Aim of the exercise = The copy must match the data word for word and contain no pictures.

(Beginning of Data to examine)

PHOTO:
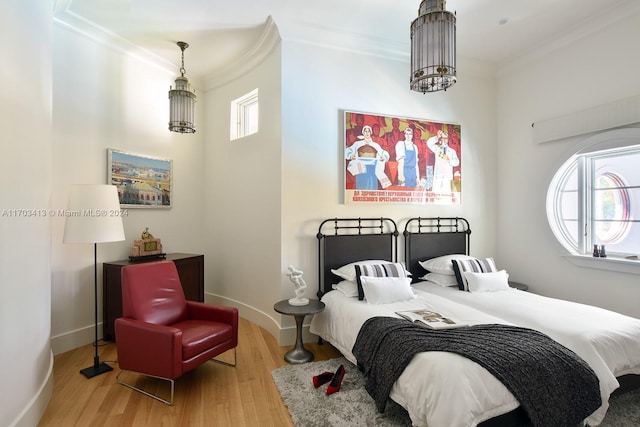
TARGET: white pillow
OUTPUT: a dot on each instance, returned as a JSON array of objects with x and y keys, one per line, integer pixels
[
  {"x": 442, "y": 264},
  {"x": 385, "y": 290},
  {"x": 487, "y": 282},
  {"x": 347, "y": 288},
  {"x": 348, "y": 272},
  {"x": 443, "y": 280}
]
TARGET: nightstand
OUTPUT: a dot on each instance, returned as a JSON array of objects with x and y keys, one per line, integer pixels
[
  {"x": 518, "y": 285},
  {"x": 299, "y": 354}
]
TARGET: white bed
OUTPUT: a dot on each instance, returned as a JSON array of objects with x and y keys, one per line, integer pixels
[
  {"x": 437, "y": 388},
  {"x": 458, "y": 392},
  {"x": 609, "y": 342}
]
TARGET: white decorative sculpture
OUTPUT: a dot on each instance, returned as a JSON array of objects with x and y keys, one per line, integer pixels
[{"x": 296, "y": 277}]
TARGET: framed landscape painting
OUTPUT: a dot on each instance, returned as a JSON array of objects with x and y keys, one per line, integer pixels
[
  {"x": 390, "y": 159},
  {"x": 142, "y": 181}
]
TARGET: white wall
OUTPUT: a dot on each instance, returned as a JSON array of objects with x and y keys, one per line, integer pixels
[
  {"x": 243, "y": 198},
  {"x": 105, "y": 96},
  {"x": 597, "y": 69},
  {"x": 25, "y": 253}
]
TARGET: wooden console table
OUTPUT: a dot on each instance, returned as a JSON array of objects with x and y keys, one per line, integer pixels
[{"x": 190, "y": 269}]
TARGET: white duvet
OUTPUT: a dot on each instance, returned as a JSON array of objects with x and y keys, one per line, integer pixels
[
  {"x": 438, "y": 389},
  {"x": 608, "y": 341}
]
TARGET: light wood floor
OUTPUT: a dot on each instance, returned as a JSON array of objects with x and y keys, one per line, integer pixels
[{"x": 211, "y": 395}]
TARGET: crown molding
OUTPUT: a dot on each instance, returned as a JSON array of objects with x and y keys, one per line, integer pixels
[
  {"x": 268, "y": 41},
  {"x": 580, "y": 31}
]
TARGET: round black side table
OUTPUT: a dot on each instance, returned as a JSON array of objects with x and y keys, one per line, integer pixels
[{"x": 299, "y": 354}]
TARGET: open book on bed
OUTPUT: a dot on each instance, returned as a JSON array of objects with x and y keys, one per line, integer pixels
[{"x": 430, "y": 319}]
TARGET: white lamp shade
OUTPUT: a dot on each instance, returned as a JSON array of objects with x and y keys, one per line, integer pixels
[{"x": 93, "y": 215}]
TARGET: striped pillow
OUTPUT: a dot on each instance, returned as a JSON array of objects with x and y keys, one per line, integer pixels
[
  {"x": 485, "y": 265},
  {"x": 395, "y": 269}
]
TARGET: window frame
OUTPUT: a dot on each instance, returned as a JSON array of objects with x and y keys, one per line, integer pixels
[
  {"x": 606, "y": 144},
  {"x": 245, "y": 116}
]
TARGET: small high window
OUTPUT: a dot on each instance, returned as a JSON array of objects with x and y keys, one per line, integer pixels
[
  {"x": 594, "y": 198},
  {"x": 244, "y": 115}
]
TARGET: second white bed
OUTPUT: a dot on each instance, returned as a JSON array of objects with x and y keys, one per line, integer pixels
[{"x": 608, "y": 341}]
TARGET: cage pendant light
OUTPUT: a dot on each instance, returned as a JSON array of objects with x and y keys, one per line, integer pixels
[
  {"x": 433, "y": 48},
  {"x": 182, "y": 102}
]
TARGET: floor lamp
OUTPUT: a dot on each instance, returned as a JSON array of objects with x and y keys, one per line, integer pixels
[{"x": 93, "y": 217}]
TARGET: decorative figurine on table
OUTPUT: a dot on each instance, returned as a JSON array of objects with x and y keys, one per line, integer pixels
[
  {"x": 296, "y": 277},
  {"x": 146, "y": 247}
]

(End of Data to examine)

Response to the task =
PHOTO:
TARGET: white pillow
OUTPUT: a dot on each instance, returned as a JSON array of objects with x and y keys, one per line, integer pixels
[
  {"x": 442, "y": 264},
  {"x": 385, "y": 290},
  {"x": 487, "y": 282},
  {"x": 347, "y": 288},
  {"x": 348, "y": 272},
  {"x": 443, "y": 280}
]
TARGET: nightstand
OUTPUT: a dot on each instance, returned as a JSON array of objects with x and y keys, one per line, integer pixels
[
  {"x": 518, "y": 285},
  {"x": 299, "y": 354}
]
TARGET: white bed
OUTPUT: a dot on each instance, returned as a JSON array of objects with x and y keys, one per line, integer pixels
[
  {"x": 437, "y": 388},
  {"x": 458, "y": 392},
  {"x": 609, "y": 342}
]
TARGET: white decorative sculpture
OUTPUT: a dot on each instance, returned as a JSON array of objects with x and y keys, one per line, integer pixels
[{"x": 296, "y": 277}]
TARGET: framed landscape painting
OUTPUT: a dot on each instance, returned as a JSON array of objects with x and y keys, one per line, integer pixels
[
  {"x": 390, "y": 159},
  {"x": 142, "y": 181}
]
TARGET: white wall
OUTPUT: a dot on each instance, returned as a JSON array of objects with x and y keys, one per line, integer pixels
[
  {"x": 243, "y": 198},
  {"x": 105, "y": 96},
  {"x": 597, "y": 69},
  {"x": 25, "y": 253}
]
TARGET: wooden console table
OUTPUT: a dot on each instance, returned as a JSON array of objects with x and y keys, one per line, integer pixels
[{"x": 190, "y": 269}]
TARGET: white duvet
OUTPUT: a dot on each instance, returned as a JSON array of objects with x and y keys, one per line, integer pixels
[
  {"x": 438, "y": 389},
  {"x": 608, "y": 341}
]
TARGET: light wood floor
OUTPUT: a dot on each instance, returned as a JSON array of objects with x and y keys, one per line, integer pixels
[{"x": 211, "y": 395}]
TARGET: crown molding
OUTPUT: a dot on each instance, returned as a JSON array of objects with x and y keys, one per line, integer pixels
[
  {"x": 268, "y": 41},
  {"x": 580, "y": 31}
]
TARGET: round black side table
OUTPUT: a dot on each instance, returned as a JSON array of objects with x and y keys, one per line, integer pixels
[{"x": 299, "y": 354}]
TARGET: open book on bed
OUTPUT: a dot on each instance, returned as a JSON array of objects with x and y keys, one per line, integer pixels
[{"x": 430, "y": 319}]
TARGET: white lamp shade
OUTPUT: a dot on each instance, returned as a JSON array of objects with x and y keys, one per line, integer pixels
[{"x": 93, "y": 215}]
TARGET: striped pillow
OUTPUT: a dot on each instance, returned as a JSON array of objects with x and y keys, one per line, integer pixels
[
  {"x": 485, "y": 265},
  {"x": 395, "y": 269}
]
TARGET: window frame
OUTPUT: a dot on each instance, returned as a JSON array of objects with x and y keys, one per line, integer pixels
[
  {"x": 606, "y": 144},
  {"x": 245, "y": 116}
]
TARGET: small high window
OUTPUT: a dot on each instance, returned as a JSON array of objects with x and y keys, one per line, integer pixels
[
  {"x": 594, "y": 198},
  {"x": 244, "y": 115}
]
TARGET: second white bed
OUTPUT: a dot on each instance, returned as a JSON array of objects with x and y keys, one per line, integer pixels
[{"x": 608, "y": 341}]
TARGET: cage pendant light
OUTPUT: a dot on each instance, returned as a JSON array of objects with x and y keys, one per line, integer pixels
[
  {"x": 433, "y": 48},
  {"x": 182, "y": 102}
]
TARGET: floor lamp
OUTPUT: a dot on each instance, returned as a JSON array of objects with x and y keys, one per line, integer pixels
[{"x": 93, "y": 217}]
TARGET: decorative figurine on table
OUTPUT: a dot on each instance, returned as a JSON array of objects with x and y keys, one per line, integer pixels
[
  {"x": 296, "y": 277},
  {"x": 146, "y": 247}
]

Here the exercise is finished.